▸ **PROBLEM DETAILS**
Quote all entries in full, exactly.

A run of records

-*-

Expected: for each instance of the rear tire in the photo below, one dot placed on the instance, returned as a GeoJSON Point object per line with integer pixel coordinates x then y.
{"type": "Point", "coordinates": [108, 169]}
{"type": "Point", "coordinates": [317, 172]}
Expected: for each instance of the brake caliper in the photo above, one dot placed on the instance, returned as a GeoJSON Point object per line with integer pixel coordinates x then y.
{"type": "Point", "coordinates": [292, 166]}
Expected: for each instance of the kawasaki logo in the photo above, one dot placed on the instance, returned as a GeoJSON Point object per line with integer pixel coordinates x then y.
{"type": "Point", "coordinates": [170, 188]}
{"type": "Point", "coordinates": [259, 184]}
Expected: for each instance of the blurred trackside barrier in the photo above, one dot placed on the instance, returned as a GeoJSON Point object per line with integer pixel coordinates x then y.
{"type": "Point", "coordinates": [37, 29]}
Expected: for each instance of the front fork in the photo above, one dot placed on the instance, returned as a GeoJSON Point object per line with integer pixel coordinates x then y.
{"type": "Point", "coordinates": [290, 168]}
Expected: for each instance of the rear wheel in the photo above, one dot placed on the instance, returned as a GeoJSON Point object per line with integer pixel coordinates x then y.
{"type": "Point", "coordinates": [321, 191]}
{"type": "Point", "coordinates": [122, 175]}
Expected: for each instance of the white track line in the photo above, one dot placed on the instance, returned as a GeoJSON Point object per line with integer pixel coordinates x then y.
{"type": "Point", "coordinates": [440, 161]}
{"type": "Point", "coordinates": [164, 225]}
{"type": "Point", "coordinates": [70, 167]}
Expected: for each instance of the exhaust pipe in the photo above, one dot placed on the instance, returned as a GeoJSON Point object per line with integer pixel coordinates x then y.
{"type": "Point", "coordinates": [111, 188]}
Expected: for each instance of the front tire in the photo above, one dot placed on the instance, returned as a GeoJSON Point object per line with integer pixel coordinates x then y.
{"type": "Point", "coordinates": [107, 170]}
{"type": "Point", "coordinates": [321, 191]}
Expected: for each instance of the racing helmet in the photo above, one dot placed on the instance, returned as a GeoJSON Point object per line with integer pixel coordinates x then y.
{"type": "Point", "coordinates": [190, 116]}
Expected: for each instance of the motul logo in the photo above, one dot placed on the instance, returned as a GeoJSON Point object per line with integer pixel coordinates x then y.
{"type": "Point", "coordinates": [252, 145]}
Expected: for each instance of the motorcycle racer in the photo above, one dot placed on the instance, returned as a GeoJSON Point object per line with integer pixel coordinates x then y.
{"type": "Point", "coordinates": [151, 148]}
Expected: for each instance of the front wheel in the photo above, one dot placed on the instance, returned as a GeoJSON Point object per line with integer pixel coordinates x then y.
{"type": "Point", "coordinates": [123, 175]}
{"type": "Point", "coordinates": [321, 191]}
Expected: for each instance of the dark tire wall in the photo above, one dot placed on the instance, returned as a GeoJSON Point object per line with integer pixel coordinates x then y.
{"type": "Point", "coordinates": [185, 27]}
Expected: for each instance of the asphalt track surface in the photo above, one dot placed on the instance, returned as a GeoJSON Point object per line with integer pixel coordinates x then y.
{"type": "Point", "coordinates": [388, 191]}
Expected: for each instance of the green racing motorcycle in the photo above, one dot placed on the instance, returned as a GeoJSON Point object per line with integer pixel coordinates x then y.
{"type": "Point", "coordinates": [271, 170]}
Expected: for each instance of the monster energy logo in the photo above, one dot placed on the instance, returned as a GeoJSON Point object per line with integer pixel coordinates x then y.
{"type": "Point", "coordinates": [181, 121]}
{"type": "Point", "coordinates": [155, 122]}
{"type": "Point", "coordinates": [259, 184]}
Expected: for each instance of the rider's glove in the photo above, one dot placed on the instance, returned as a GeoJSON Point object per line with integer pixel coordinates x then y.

-*-

▸ **SOLUTION FOR THIS PROBLEM**
Expected: for each instance of the rear tire in the photo below, one dot placed on the instance, returned as a GeoJSON Point object per line with integer pixel coordinates x then y.
{"type": "Point", "coordinates": [108, 169]}
{"type": "Point", "coordinates": [317, 172]}
Expected: for each instance of the brake caliper in the photo above, one dot placed on the instance, returned as a GeoJSON Point object per line with integer pixel coordinates x then y.
{"type": "Point", "coordinates": [292, 166]}
Expected: for each instance of the kawasaki logo in the photo above, one dot placed on the instance, returned as a GeoJSON Point object per line with integer pixel coordinates x then y.
{"type": "Point", "coordinates": [170, 188]}
{"type": "Point", "coordinates": [259, 184]}
Expected: for each instance of the blurred trackside barrier in the photo above, one dot placed on the instance, returned as a GeoJSON Point object per line with integer pixel coordinates x then y.
{"type": "Point", "coordinates": [37, 29]}
Expected: for each instance of the front fork in the photo above, one dot placed on the instance, returned as a GeoJSON Point object per line with integer pixel coordinates x then y.
{"type": "Point", "coordinates": [290, 168]}
Expected: for each instance of the rear wheel in the photo above, one dot placed on the instance, returned as a GeoJSON Point object per line with integer pixel coordinates x then y.
{"type": "Point", "coordinates": [321, 191]}
{"type": "Point", "coordinates": [122, 175]}
Expected: for each instance of the white track line in the photo above, one dot placed on the instance, returned as a GeoJSON Point object per line with integer pixel coordinates x then y.
{"type": "Point", "coordinates": [440, 161]}
{"type": "Point", "coordinates": [164, 225]}
{"type": "Point", "coordinates": [70, 167]}
Expected: for each instance of the exhaust pipe in the photo above, one dot placed on the instance, returned as a GeoJSON Point object per line with integer pixel coordinates x then y.
{"type": "Point", "coordinates": [111, 188]}
Expected: for each instance of the front tire in the photo above, one dot placed on the instance, returned as a GeoJSON Point object per line with integer pixel coordinates x then y.
{"type": "Point", "coordinates": [107, 170]}
{"type": "Point", "coordinates": [321, 191]}
Expected: for each instance of the racing helmet in the photo above, one dot placed on the instance, returned as a GeoJSON Point object per line with integer pixel coordinates x then y.
{"type": "Point", "coordinates": [190, 116]}
Expected: for each instance of the motul logo in the photo above, one dot placed on the instance, returned as a GeoJSON Point object per line with integer pixel coordinates x then y.
{"type": "Point", "coordinates": [252, 145]}
Expected: for each instance of the motorcycle racer in the photo above, one dot placed on the instance, returned as a GeoJSON Point object per line with integer pixel coordinates x then y.
{"type": "Point", "coordinates": [151, 148]}
Expected: for each instance of the front wheel in the photo above, one dot placed on the instance, returned as a GeoJSON Point object per line with integer pixel coordinates x then y.
{"type": "Point", "coordinates": [123, 175]}
{"type": "Point", "coordinates": [321, 191]}
Expected: for each instance of the dark tire wall in the photo above, one dot placed on the instance, returned as a GeoJSON Point object per line with integer pixel coordinates x then y.
{"type": "Point", "coordinates": [185, 27]}
Expected: for each instance of the asphalt track surface in the photo above, one dot placed on the instance, returned as a GeoJSON Point object per line with integer pixel coordinates x then y.
{"type": "Point", "coordinates": [388, 191]}
Expected: for each instance of the green racing motorcycle in the photo above, one dot placed on the instance, returned as a GeoJSON Point object per line with integer pixel coordinates x then y.
{"type": "Point", "coordinates": [271, 170]}
Expected: for each instance of the monster energy logo in the photo above, one dot placed on the instance, returned as a GeoJSON Point object per line with integer pixel coordinates x then y.
{"type": "Point", "coordinates": [181, 121]}
{"type": "Point", "coordinates": [155, 122]}
{"type": "Point", "coordinates": [259, 184]}
Expected: for each instance of the rider's glove in the photo above, one dot placed on the instance, returned as a GeoJSON Point object per line with integer pixel coordinates x then y.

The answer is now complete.